**Problem details:**
Rename "street lamp" to "streetlight" in the records, beginning at the line that contains "[locate] blue road sign (one dot each)" and continuing through the end of the records. Give only those lines, with everything else unchanged.

**Stored records:**
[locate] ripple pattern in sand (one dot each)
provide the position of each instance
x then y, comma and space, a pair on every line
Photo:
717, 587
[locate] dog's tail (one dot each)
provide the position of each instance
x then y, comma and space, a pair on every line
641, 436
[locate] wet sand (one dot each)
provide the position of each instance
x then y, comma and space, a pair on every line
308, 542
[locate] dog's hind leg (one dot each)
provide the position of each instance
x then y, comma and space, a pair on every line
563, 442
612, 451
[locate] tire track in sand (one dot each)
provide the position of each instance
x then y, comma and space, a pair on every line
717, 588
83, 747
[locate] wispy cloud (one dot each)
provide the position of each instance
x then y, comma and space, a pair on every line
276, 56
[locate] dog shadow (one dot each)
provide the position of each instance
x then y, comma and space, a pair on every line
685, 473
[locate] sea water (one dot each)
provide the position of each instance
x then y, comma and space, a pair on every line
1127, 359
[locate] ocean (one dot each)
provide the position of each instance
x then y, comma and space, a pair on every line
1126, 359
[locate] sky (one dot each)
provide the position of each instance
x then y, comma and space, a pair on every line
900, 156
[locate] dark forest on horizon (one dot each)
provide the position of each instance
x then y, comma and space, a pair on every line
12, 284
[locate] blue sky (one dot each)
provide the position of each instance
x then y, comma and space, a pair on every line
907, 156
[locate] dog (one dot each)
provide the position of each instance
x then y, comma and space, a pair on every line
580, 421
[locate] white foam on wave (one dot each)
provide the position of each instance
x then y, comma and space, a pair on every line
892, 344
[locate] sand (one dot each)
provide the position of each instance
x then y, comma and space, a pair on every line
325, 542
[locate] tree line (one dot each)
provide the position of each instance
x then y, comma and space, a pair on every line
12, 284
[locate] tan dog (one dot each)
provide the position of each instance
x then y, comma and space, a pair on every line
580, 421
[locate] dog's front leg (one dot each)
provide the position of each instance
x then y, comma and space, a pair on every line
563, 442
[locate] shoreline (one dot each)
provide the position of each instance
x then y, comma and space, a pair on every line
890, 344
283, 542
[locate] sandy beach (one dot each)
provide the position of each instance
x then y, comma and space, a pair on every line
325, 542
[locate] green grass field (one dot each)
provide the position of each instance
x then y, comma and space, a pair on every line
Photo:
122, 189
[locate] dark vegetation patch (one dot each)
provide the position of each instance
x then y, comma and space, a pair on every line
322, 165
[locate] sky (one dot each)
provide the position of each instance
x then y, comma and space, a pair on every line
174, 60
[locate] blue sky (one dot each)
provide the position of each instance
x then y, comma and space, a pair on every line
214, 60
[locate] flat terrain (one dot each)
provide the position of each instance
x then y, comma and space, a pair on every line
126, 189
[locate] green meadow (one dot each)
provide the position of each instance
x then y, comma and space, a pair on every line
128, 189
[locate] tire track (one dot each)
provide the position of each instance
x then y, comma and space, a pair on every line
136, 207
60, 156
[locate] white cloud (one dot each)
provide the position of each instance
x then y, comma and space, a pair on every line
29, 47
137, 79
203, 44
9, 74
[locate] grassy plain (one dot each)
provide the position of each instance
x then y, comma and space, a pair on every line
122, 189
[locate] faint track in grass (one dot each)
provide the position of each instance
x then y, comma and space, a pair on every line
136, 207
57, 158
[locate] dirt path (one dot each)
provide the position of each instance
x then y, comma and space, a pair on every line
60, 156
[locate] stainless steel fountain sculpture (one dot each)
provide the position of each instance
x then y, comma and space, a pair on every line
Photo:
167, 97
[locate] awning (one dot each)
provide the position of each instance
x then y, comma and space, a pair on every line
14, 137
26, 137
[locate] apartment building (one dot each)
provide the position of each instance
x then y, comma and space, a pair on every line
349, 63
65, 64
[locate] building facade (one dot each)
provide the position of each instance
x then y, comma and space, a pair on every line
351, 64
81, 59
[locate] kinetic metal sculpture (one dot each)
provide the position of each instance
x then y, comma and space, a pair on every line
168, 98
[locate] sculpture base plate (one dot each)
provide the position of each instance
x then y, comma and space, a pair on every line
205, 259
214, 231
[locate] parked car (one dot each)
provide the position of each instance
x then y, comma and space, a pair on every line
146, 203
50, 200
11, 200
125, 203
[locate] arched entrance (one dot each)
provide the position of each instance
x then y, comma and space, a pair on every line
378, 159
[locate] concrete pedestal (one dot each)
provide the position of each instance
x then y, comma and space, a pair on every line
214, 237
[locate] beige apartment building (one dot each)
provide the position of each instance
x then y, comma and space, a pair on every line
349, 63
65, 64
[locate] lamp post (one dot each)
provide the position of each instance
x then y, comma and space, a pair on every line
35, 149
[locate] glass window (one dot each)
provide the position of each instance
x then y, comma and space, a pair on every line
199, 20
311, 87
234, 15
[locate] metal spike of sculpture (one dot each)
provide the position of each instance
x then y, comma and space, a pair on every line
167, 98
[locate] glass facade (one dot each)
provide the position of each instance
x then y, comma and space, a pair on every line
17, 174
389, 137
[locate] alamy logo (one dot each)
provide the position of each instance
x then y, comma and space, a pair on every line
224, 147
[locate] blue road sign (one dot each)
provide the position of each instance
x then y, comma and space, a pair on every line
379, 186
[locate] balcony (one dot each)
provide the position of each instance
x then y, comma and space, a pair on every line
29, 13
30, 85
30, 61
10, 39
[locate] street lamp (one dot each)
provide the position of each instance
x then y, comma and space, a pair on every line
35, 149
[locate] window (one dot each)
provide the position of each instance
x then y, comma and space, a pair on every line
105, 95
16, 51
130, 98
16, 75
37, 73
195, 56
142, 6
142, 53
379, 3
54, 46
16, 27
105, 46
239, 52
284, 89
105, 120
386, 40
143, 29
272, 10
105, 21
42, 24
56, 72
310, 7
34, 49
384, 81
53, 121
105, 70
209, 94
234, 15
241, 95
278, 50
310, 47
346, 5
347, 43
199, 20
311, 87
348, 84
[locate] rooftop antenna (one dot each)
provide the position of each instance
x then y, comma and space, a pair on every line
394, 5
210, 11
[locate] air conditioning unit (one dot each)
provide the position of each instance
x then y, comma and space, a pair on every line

**Answer:**
[locate] blue road sign (one dot each)
provide the position of each instance
x then y, comma and space, a pair on every line
379, 186
[locate] balcony (one dot each)
provide the position of each instance
x then y, comma and space, a pair on every line
29, 13
30, 85
30, 61
10, 39
[locate] streetlight (one dot each)
provide the position of each instance
x then y, comma and space, a pair on every line
35, 149
[locate] window (one dot each)
provide the position of each instance
x then y, comma and space, a pair on every line
105, 95
16, 51
130, 98
16, 75
37, 73
195, 56
142, 6
142, 53
379, 3
54, 46
16, 27
105, 46
239, 52
284, 89
105, 120
386, 40
143, 29
272, 10
105, 21
42, 24
56, 72
310, 7
34, 49
384, 81
53, 121
105, 70
209, 94
234, 15
241, 95
278, 50
310, 47
346, 5
347, 43
199, 20
311, 87
348, 84
[locate] rooftop antenna (one dot each)
provide the position of each instance
x then y, comma and space, a pair on every line
394, 5
210, 11
[locate] air conditioning unit (one dot each)
provide the position of each instance
x then y, comma and space, a pair on every line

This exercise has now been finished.